- [SELECTED PASSAGE]:
──────────────────────────────
To the editor:
As a [School] teacher and a religious Jew, I was disturbed to read in the November 4 [Newspaper] that two Lubavitch rabbis had come to classrooms and hallways and led students in Jewish rituals during the holiday of Sukkot. [School] is a public school, funded by the taxpayers of New York, and therefore should not be imposing religion (whether a majority or a minority religion) on any student. America is a place where people of all religions, as well as people of no religion, are able to thrive, precisely because of the separation of church and state codified in the First Amendment. Entanglement between government and religion is harmful to both government and religion.
It is true that learning about Sukkot in a Hebrew class can serve a valid educational goal, much like learning about Cinco de Mayo in a Spanish class, since Sukkot has a deep cultural significance alongside its religious significance. However, it seems from the article that cultural education is not all that went on. The Hebrew prayer said over the lulav (palm branch) begins "Blessed are you, our God, ruler of the universe, who has made us holy with your commandments..." This is explicitly religious content, and to dismiss it as merely cultural (and thus acceptable in school) is to demean the religion.
──────────────────────────────
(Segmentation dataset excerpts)
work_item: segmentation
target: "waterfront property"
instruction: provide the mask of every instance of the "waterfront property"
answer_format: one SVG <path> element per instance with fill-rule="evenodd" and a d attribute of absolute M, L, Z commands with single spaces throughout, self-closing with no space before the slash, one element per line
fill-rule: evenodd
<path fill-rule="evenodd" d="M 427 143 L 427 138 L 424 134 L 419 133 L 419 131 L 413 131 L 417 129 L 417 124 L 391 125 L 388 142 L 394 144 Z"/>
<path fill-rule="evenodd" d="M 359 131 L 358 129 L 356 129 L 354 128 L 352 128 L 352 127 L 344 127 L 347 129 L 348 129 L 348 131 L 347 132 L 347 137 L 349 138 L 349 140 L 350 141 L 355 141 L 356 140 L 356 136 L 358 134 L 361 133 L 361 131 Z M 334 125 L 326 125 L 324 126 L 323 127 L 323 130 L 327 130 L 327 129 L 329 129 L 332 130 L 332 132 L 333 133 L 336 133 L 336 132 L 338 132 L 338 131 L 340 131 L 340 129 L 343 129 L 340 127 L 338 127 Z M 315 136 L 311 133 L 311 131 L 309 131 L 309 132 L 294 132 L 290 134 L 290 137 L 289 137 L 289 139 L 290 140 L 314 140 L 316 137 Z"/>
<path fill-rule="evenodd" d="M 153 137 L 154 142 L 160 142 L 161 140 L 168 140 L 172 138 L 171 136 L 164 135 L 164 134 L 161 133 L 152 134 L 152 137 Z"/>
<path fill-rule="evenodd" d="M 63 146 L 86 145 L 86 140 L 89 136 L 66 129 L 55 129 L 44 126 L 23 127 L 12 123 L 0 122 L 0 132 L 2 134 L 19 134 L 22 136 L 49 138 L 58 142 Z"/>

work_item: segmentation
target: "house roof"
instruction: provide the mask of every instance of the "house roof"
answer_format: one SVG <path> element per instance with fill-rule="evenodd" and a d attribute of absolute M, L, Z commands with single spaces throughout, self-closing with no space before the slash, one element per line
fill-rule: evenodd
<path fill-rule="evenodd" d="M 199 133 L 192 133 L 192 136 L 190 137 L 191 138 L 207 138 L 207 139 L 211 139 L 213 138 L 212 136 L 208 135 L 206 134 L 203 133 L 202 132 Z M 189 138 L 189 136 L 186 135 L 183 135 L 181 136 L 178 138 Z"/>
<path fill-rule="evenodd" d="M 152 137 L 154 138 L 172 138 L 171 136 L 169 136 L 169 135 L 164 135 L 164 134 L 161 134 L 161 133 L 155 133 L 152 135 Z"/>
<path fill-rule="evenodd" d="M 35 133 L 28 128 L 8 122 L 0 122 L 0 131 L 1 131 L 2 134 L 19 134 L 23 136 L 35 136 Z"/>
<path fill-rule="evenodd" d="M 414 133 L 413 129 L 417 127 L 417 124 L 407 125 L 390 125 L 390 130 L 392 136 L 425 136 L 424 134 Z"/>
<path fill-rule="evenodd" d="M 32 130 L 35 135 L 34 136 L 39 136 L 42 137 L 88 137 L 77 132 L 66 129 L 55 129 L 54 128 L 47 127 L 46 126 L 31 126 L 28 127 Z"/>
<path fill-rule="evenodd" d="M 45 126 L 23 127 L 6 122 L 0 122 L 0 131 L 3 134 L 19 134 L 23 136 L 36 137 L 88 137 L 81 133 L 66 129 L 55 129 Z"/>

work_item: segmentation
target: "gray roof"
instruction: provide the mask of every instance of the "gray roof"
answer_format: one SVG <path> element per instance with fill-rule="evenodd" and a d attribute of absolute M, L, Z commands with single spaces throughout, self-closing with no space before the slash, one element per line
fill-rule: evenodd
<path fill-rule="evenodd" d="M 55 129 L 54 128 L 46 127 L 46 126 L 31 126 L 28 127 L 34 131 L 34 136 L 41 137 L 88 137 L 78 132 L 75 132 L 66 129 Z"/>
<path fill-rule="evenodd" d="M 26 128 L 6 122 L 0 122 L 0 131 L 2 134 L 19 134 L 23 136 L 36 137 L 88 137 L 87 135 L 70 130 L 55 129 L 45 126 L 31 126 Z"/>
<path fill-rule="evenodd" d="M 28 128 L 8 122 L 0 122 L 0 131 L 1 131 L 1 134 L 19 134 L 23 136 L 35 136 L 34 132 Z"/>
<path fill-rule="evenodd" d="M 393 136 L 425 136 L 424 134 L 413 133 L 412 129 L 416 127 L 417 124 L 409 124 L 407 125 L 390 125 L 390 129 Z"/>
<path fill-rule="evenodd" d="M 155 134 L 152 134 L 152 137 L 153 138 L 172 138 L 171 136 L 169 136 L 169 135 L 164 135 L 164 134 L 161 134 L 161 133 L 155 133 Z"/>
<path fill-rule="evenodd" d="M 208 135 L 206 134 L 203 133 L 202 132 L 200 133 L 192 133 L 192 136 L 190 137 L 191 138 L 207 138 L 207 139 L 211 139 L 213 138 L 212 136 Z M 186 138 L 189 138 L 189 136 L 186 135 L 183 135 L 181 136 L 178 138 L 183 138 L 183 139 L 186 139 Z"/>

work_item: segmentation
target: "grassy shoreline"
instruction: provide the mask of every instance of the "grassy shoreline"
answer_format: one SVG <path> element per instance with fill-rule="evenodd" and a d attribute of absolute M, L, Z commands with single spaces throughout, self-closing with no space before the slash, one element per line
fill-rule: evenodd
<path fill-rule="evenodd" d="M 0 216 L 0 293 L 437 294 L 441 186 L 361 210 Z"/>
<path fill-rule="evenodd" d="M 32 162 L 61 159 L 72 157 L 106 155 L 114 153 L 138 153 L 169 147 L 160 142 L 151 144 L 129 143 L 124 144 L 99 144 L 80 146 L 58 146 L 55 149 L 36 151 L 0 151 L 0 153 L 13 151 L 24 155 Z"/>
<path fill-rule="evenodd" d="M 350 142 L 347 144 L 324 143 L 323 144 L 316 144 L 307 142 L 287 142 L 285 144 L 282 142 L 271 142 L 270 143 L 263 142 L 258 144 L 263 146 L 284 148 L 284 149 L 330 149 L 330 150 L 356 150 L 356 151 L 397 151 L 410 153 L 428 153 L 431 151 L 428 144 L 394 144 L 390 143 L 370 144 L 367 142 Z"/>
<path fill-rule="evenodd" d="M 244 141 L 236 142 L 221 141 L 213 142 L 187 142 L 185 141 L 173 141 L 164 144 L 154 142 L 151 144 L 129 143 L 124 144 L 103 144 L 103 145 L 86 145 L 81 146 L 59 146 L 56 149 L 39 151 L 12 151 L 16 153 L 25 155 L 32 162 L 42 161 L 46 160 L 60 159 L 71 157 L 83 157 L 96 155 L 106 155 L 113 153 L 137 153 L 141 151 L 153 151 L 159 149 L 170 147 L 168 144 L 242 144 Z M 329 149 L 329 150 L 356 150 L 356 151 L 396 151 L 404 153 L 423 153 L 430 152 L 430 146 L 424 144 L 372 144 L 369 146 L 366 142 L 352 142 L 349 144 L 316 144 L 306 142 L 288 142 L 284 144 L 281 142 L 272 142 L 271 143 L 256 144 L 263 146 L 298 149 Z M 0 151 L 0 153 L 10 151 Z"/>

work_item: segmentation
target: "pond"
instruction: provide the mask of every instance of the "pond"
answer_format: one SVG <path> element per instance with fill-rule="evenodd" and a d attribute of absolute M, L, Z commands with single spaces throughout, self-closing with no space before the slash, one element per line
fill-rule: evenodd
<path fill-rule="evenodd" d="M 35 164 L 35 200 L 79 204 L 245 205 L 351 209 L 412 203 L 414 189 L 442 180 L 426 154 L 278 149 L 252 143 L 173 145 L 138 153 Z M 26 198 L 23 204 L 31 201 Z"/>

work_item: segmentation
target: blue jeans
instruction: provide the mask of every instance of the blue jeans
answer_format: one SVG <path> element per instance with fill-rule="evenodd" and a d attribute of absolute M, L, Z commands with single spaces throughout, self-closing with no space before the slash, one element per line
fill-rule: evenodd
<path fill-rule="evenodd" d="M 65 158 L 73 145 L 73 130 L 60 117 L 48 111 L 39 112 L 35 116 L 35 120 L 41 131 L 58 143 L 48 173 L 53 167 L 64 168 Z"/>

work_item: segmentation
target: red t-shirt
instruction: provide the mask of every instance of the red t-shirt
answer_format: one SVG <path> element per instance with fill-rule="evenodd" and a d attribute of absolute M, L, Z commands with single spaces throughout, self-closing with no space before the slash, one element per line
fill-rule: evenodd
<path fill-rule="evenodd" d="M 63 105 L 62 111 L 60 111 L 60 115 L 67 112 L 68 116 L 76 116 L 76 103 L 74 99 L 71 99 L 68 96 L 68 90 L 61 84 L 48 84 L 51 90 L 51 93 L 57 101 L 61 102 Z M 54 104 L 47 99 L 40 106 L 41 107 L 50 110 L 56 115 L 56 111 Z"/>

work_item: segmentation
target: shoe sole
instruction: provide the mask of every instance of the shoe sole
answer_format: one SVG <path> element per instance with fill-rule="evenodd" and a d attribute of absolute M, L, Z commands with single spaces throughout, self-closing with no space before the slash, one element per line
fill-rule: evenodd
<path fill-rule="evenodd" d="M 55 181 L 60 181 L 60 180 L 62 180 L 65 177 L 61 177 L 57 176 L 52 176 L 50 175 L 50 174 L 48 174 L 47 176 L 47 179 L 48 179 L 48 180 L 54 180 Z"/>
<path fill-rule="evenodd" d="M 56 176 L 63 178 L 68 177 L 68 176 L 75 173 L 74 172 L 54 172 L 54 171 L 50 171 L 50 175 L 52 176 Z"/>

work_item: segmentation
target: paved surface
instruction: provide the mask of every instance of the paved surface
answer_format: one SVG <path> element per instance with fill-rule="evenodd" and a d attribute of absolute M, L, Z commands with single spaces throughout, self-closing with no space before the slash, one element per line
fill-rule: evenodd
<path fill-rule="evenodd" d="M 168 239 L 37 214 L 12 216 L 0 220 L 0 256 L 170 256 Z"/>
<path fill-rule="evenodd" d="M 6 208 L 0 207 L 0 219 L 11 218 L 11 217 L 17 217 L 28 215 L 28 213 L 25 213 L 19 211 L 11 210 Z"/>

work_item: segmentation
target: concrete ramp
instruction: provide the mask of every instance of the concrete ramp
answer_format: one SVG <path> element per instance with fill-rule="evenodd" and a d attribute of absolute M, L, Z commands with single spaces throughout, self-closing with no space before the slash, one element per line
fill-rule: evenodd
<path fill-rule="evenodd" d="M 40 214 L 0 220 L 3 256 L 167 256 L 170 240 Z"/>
──────────────────────────────
- [BRIEF A]: Count the lines in the entries that contain the string "ramp", treating uppercase and lowercase letters as different. Reply with the number alone.
- [BRIEF B]: Extend the letter to the editor about religious rituals in a public school, starting right after its final sentence.

- [OUTPUT A]: 2

- [OUTPUT B]:
Furthermore, the [Newspaper] reports that the rabbis asked passing students "Are you Jewish?". The [School] community encompasses many religious identities, including Jewish, Christian, Muslim, Hindu, Buddhist, atheist, agnostic, and the Church of the Flying Spaghetti Monster. I am proud to be part of a school where students with all these identities can learn together in harmony. Compelling students, as these rabbis did, to divide themselves on the basis of religion or ethnicity runs counter to our community's values.
I do not know who invited these guests to [School], but I hope that future guests are more respectful of our multicultural community and of our constitutional protections.
Wednesday, November 09, 2005
Etrog v. Kurtzman
A letter to my school paper.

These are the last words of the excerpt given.